WHAT YOU NEED TO DO →
• 1. According to the passage on STEP1 score predictions, which course is the first in the curriculum to include anatomy labs?
• 2. Please list every course named in the passage on STEP1 score predictions.

-- PASSAGE SHOWN follows --

STEP1 predictions based on MS1 course exams have weak correlation with STEP1 (Fig. 2 A-E and 3)—

Similar to MCAT/BCPM GPA, STEP1 predictions are generated at the end of each MS1 course. The predicted STEP1 scores are correlated with actual STEP1 scores for the class of 2021—

Elements of Medicine (EoM) course (Fig. 2A): the first course of the MD curriculum is primarily focused on the pedagogy of biochemistry, cell biology, and genetics (R² = 0.2457).
Structure and Function 1 (SF1) course (Fig. 2B): the second course of the MD curriculum is primarily focused on the pedagogy of the musculoskeletal system and is the first course of the curriculum with anatomy labs (R² = 0.1366). It is notable that this correlation is weaker than at the end of the first course of the MD curriculum.
Structure and Function 2 (SF2) course (Fig. 2C): the third course of the MD curriculum is primarily focused on the pedagogy of anatomy and physiology of the nervous system (R² = 0.2216).
Structure and Function 3 (SF3) course (Fig. 2D): the fourth course of the MD curriculum is primarily focused on the pedagogy of anatomy and physiology of cardiovascular, renal and respiratory systems (R² = 0.3755).
Structure and Function 4 (SF4) course (Fig. 2E): the fifth and final course of the MS1, MD curriculum is primarily focused on the pedagogy of anatomy and physiology of gastrointestinal, genitourinary and endocrine systems (R² = 0.4289).
Fig.3 shows predicted STEP1 score for all MS1 exams vs actual STEP1 scores for the Class of 2021. Combined mean-difference and correlation plot highlights that at the end of the MS1 curriculum STEP1 prediction models overpredict scores for most students scoring less than school average on STEP1 (220). MS1 exams combined underpredict scores for students performing better than the school average on USMLE STEP1.

Regression and Means-Difference Plots of MS2 course STEP1 predictions with actual STEP1 scores (Fig. 4A-E and S1A-E)—

As before, STEP1 predictions are generated at the end of each MS2 course and correlated with actual STEP1 scores for the Class of 2021. Prediction modeling is based on course exam and STEP1 scores of the Class of 2020. Means-difference (Bland Altman) plots are constructed at each prediction point—

Principles of Disease (PoD) course (Fig. S1A, 4A): the first course of the MS2 MD curriculum is primarily focused on the pedagogy of microbiology, immunology, and general pathology (R² = 0.4386). Means-difference plot shows overpredictions for students scoring below the national mean on STEP1 (≈231).

-- PASSAGE SHOWN concluded --
-- SUPPLIED ENTRIES follows --

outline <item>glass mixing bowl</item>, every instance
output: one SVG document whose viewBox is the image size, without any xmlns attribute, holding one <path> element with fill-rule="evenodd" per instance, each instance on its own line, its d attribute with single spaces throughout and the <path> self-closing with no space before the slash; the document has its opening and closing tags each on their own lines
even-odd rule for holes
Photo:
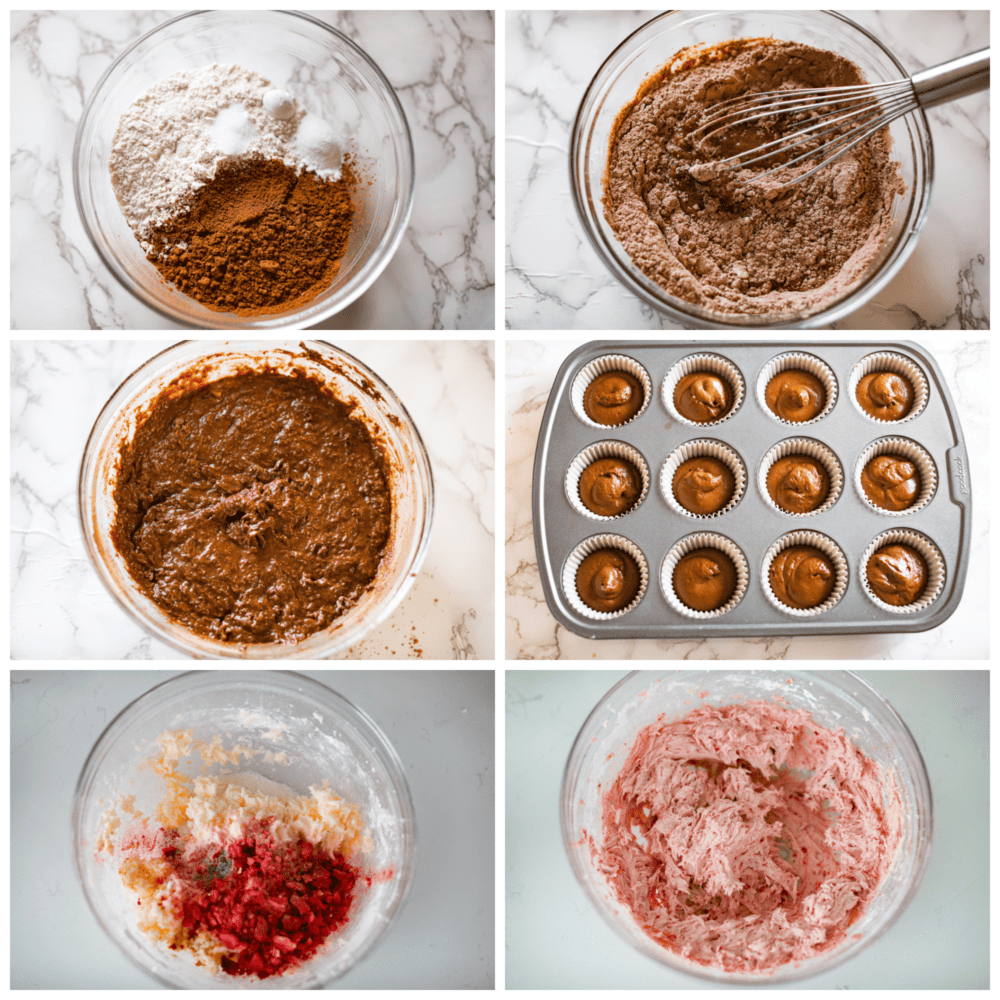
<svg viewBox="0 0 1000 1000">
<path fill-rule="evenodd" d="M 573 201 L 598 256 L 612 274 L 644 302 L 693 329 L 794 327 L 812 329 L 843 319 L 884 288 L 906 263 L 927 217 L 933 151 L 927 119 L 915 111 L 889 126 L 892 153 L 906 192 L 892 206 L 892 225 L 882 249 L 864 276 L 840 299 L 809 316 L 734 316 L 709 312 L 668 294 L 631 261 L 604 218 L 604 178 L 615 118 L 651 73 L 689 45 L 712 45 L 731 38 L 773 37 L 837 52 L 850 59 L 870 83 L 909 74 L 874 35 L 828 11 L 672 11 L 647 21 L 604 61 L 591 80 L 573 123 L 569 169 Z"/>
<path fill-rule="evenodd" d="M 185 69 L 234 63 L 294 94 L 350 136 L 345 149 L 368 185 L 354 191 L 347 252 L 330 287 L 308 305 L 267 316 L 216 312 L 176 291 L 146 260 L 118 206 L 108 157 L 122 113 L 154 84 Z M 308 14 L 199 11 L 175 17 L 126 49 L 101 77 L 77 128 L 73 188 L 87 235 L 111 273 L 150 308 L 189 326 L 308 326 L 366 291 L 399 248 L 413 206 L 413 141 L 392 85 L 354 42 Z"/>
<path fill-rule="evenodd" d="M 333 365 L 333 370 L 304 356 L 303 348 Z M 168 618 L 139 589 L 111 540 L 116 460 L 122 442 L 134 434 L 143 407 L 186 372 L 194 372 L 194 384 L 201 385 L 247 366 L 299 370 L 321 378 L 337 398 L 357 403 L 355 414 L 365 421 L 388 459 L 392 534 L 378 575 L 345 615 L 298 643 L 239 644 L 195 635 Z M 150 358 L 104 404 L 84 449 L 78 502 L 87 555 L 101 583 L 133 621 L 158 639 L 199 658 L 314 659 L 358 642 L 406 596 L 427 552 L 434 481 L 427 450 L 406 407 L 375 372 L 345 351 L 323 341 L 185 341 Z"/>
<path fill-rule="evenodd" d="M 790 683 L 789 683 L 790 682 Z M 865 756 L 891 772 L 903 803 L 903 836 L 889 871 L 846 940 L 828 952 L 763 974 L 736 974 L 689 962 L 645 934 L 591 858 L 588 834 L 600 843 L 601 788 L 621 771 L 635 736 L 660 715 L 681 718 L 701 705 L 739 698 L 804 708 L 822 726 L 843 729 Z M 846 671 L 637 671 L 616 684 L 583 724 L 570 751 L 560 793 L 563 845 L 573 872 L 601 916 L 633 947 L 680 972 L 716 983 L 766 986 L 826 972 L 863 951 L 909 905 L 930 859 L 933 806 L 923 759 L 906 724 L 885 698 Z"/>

-- SUPPLIED ENTRIES concluded --

ANSWERS GIVEN →
• 1. Structure and Function 1 (SF1)

• 2.
Elements of Medicine (EoM)
Structure and Function 1 (SF1)
Structure and Function 2 (SF2)
Structure and Function 3 (SF3)
Structure and Function 4 (SF4)
Principles of Disease (PoD)